* [WHAT TO PRODUCE]:
From the entries below, reproduce exactly the line containing "For each target, whether", the line containing "1756L76 1788L0 1813V2189L1628", and every line in between, with nothing added.

----------------------------------------

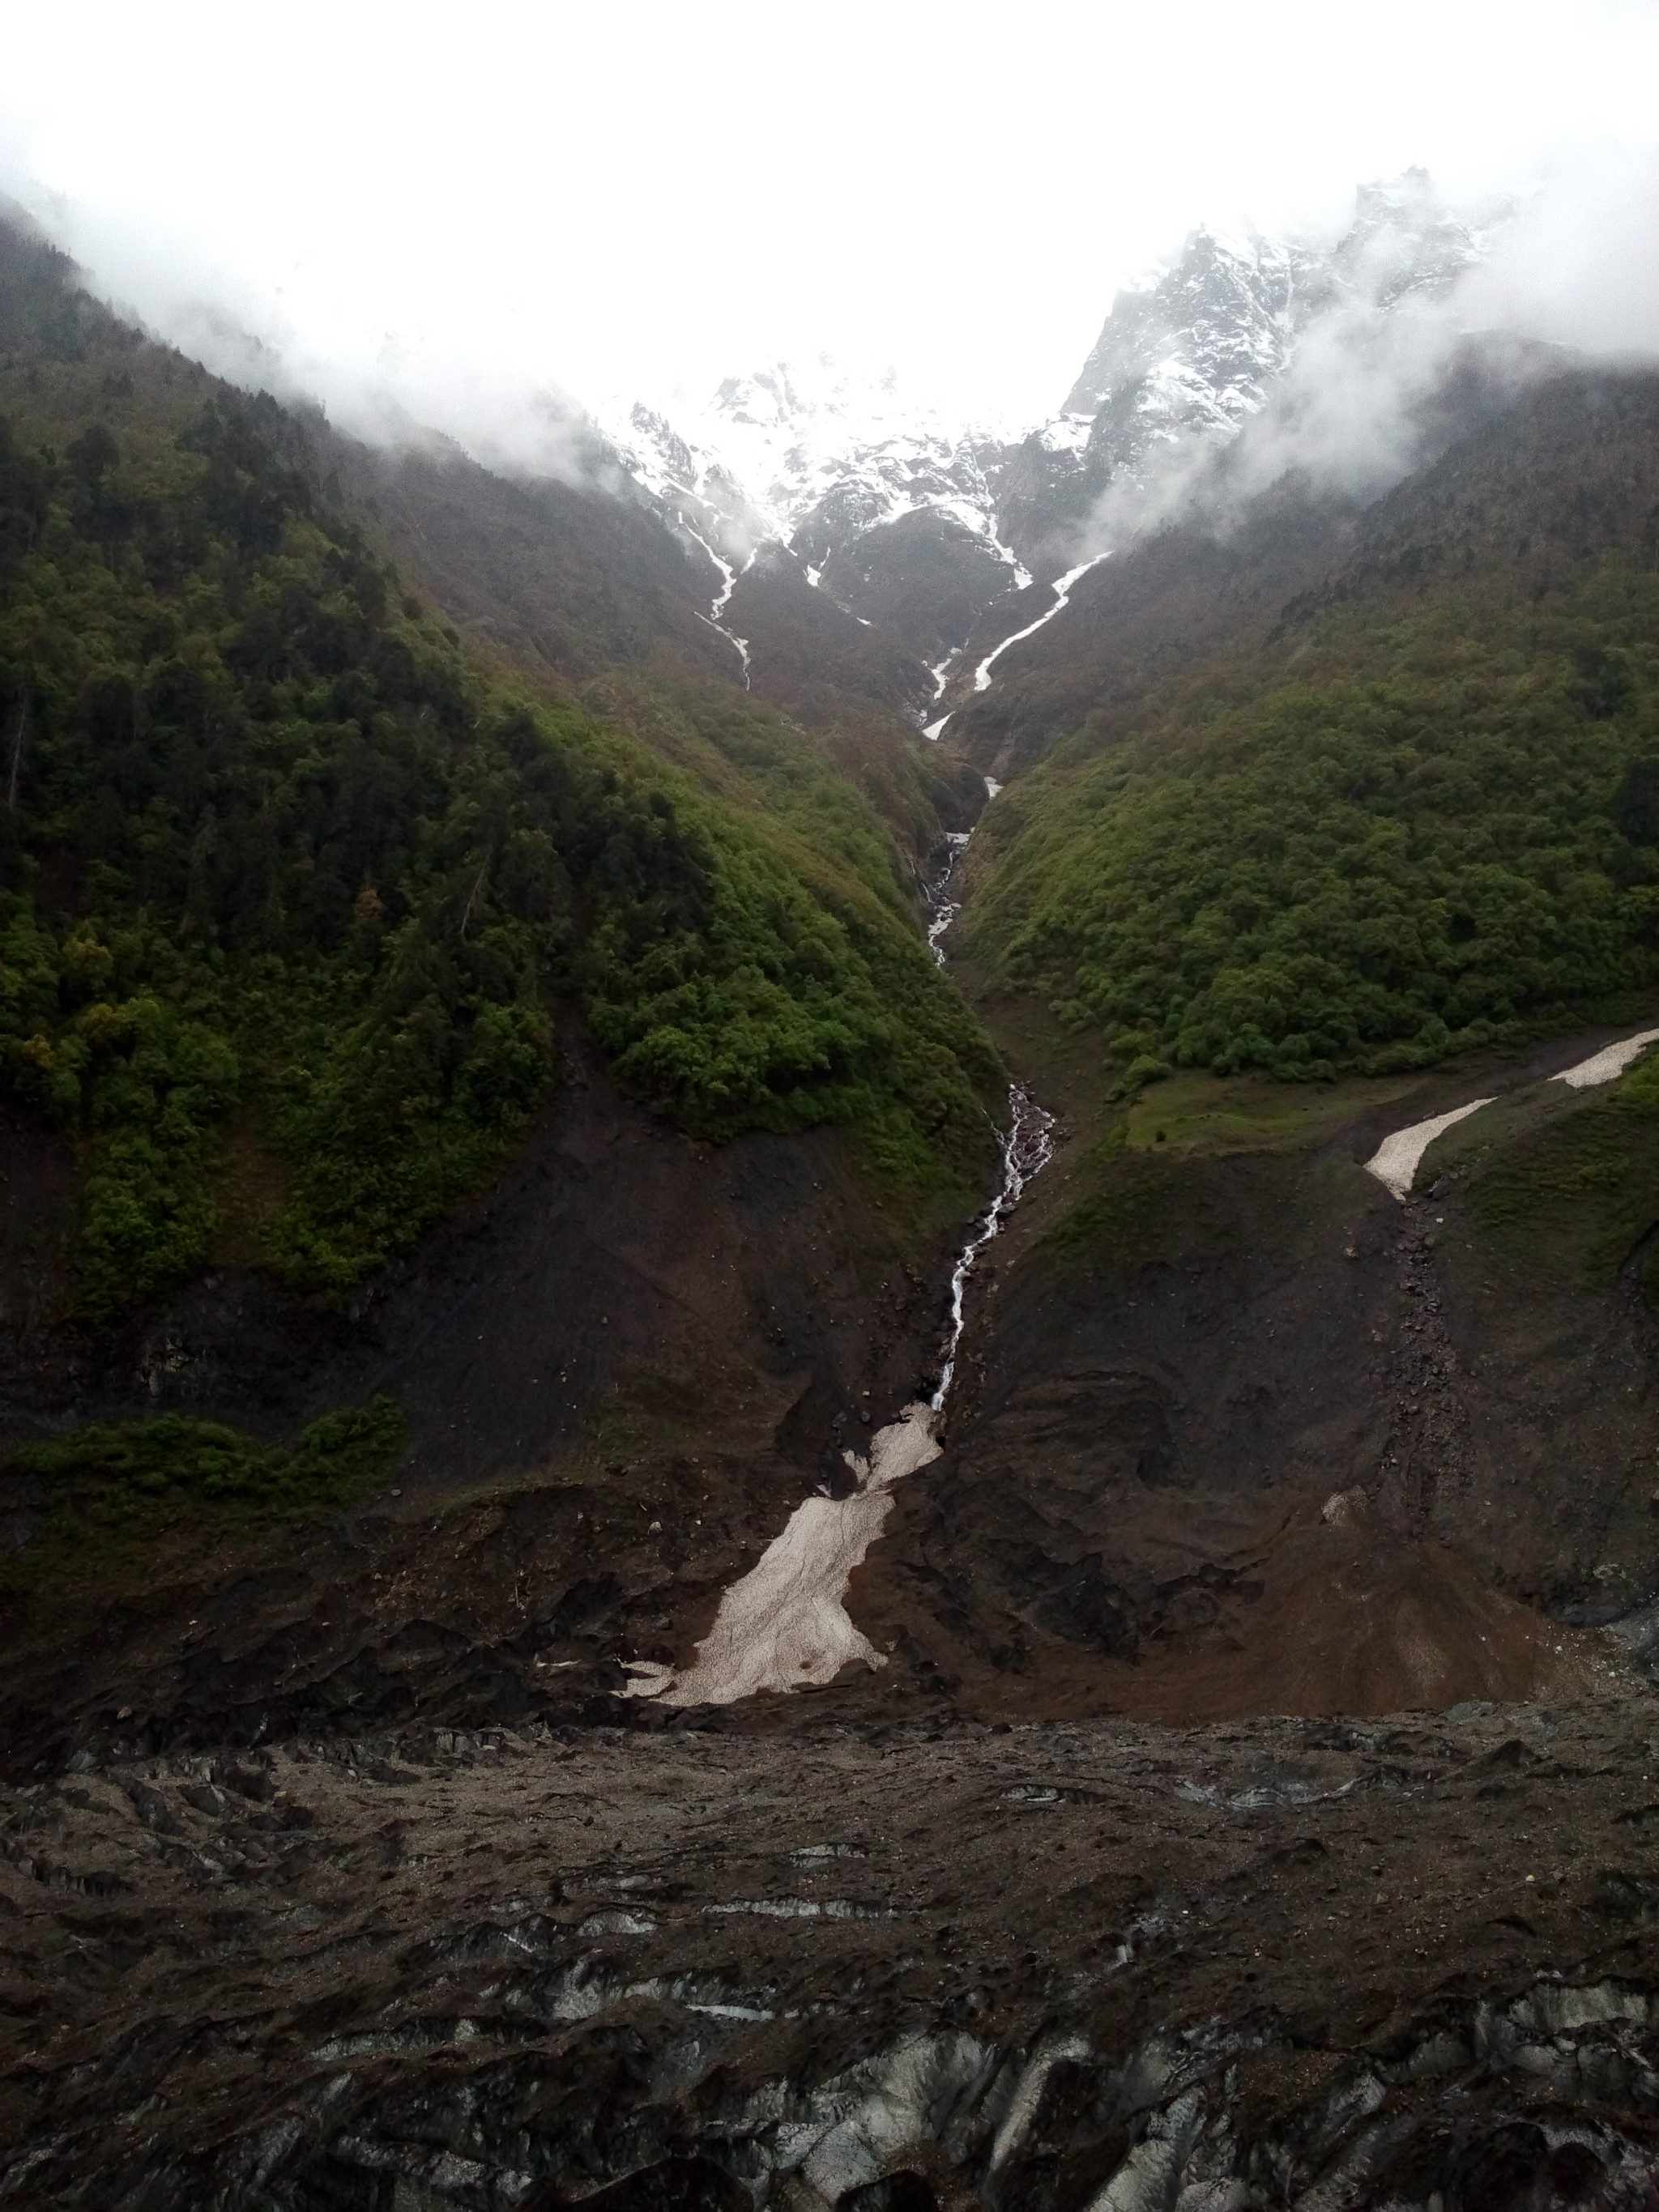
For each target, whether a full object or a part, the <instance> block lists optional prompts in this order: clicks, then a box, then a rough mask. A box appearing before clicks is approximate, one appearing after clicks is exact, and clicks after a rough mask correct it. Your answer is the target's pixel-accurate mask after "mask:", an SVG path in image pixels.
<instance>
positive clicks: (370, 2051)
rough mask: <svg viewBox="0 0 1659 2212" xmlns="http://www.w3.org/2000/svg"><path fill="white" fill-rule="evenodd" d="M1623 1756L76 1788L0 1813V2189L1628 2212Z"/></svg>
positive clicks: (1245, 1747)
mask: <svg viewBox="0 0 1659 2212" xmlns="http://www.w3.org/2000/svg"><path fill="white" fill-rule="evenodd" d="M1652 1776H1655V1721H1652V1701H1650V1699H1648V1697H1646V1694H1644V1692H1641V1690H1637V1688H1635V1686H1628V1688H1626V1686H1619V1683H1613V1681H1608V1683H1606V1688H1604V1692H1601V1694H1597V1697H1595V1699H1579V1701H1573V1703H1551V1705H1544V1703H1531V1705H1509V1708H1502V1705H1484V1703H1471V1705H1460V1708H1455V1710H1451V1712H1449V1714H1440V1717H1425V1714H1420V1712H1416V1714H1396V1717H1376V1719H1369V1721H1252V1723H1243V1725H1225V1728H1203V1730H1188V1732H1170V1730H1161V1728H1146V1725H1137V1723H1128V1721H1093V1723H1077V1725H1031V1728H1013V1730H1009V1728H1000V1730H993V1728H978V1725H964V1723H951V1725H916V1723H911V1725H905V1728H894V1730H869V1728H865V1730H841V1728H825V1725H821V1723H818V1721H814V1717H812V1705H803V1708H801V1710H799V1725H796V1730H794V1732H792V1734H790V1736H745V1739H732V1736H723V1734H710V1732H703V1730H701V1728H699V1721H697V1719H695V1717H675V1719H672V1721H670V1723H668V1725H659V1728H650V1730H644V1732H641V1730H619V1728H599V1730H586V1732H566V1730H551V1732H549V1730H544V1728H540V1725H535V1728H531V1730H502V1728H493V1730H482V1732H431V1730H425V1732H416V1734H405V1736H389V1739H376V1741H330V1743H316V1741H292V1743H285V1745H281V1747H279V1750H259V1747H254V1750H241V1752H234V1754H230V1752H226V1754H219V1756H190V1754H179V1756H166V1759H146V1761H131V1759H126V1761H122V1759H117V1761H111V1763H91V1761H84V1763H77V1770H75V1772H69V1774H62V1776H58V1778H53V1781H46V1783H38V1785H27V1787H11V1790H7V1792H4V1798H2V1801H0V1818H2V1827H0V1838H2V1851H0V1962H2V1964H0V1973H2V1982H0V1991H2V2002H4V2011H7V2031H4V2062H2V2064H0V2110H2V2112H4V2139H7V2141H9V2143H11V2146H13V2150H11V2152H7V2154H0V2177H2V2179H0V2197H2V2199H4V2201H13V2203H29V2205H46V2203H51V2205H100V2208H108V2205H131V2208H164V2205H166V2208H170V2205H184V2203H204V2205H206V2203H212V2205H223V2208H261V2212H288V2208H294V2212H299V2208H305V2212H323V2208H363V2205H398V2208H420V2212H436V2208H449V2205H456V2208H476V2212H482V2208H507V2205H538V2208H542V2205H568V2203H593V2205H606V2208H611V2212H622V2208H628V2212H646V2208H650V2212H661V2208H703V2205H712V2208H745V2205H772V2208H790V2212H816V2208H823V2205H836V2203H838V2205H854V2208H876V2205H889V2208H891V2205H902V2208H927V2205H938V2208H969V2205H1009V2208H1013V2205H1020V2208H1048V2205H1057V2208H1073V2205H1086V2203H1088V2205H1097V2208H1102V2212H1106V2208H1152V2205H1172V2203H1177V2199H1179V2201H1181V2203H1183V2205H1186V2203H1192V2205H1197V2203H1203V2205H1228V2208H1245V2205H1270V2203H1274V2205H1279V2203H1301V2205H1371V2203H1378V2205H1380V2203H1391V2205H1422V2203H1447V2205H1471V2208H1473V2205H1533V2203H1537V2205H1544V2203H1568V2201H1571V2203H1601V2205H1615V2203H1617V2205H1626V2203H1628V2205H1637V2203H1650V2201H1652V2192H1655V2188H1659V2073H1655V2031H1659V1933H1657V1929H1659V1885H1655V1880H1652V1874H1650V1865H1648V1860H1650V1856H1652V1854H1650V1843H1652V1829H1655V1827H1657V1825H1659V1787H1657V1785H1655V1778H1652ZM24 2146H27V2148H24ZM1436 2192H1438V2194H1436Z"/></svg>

----------------------------------------

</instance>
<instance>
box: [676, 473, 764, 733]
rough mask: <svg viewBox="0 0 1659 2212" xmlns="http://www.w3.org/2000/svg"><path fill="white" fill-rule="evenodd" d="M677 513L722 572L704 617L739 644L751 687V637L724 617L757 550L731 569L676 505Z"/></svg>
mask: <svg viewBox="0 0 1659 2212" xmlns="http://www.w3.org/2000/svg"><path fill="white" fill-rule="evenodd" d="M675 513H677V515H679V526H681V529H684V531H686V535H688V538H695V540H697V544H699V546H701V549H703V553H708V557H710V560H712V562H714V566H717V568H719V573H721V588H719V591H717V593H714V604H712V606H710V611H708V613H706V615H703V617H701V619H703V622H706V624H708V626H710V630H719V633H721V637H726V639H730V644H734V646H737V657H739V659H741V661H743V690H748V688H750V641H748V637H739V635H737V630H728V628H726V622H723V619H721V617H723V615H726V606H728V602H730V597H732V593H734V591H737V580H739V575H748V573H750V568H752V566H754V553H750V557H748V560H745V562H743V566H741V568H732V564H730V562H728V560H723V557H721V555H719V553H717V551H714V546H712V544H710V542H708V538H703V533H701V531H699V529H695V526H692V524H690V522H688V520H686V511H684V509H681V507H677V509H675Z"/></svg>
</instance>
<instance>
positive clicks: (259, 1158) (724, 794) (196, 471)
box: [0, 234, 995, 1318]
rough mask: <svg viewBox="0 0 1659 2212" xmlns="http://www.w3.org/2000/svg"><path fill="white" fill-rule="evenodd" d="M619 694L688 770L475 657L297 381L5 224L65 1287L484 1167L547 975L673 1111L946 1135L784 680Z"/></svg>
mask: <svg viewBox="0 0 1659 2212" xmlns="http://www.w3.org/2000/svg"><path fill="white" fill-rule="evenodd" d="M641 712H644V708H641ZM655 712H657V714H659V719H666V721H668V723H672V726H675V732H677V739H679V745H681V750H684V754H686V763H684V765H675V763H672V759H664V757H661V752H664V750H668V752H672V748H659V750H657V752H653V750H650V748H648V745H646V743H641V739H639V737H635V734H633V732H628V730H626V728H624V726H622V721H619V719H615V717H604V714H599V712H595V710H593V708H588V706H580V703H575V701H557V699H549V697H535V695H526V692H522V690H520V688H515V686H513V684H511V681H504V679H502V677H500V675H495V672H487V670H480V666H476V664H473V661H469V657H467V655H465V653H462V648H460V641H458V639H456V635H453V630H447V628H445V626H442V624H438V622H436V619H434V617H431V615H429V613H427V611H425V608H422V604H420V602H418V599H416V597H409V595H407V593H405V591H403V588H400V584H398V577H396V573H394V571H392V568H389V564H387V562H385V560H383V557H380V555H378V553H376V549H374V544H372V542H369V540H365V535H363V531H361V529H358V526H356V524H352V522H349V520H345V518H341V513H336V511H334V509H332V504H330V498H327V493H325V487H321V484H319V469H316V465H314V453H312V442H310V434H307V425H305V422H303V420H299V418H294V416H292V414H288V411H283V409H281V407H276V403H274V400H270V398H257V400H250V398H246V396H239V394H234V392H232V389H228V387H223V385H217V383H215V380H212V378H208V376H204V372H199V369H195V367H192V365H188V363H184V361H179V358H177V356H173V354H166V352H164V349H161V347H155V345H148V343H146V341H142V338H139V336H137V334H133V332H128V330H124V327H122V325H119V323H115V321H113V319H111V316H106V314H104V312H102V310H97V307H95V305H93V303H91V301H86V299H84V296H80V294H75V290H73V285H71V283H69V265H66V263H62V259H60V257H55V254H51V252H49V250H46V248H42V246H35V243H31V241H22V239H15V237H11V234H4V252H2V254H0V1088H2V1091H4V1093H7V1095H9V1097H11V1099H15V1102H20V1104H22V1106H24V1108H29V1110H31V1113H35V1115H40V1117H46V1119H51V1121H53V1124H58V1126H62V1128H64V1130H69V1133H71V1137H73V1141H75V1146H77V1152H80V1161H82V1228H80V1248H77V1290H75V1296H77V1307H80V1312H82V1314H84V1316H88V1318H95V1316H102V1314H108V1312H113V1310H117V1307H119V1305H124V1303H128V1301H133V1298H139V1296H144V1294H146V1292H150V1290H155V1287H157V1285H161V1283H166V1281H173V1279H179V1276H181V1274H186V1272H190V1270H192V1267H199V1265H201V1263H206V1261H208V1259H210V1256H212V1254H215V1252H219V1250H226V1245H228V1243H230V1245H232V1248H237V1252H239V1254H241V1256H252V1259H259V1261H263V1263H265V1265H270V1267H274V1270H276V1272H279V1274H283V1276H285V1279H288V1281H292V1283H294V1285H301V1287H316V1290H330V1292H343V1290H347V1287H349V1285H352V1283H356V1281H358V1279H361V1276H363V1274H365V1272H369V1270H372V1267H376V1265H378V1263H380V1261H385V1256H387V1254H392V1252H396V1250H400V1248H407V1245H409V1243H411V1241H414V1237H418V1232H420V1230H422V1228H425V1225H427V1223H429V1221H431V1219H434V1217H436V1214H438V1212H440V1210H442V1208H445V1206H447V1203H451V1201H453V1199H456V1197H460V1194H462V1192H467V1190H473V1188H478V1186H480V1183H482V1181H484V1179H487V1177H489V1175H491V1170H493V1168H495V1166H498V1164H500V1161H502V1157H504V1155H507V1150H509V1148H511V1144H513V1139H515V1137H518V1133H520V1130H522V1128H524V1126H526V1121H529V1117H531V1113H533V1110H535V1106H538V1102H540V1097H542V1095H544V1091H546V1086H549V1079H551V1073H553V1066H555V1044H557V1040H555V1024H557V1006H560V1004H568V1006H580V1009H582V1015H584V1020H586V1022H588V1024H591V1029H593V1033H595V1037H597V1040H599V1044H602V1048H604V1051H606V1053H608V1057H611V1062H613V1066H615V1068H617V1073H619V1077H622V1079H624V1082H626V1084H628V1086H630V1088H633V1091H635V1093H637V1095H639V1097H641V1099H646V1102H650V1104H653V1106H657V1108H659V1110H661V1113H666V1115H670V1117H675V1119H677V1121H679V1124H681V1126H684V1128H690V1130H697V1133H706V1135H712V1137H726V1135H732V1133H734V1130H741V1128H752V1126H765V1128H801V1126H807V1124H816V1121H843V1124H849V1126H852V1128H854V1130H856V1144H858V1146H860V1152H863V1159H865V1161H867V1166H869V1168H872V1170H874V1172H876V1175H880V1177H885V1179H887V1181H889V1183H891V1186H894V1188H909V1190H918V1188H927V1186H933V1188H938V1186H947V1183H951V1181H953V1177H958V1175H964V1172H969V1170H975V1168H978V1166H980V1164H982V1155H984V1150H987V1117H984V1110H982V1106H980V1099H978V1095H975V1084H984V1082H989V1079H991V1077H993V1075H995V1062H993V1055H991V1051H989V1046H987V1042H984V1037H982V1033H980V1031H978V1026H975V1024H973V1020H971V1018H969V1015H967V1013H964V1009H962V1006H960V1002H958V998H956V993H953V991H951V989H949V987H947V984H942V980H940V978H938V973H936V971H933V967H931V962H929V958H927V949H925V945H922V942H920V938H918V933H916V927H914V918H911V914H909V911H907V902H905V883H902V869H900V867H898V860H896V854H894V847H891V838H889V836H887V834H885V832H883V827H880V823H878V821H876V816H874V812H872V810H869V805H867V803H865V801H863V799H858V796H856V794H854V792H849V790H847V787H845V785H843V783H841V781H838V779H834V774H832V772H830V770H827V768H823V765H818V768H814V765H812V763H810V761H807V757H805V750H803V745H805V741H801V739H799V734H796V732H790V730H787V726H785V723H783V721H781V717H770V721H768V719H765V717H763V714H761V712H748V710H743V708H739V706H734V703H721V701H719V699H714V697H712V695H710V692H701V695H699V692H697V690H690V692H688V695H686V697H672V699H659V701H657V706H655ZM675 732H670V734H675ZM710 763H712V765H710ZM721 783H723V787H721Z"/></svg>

----------------------------------------

* [OUTPUT FOR THIS EXERCISE]:
For each target, whether a full object or a part, the <instance> block lists optional prompts in this order: clicks, then a box, then a rough mask. A box appearing before clicks is approximate, one appearing after clicks is exact, and clicks after a rough mask correct it. Your answer is the target's pixel-accurate mask after "mask:", an SVG path in image pixels.
<instance>
positive clicks: (370, 2051)
rough mask: <svg viewBox="0 0 1659 2212" xmlns="http://www.w3.org/2000/svg"><path fill="white" fill-rule="evenodd" d="M1623 1756L76 1788L0 1813V2189L1628 2212Z"/></svg>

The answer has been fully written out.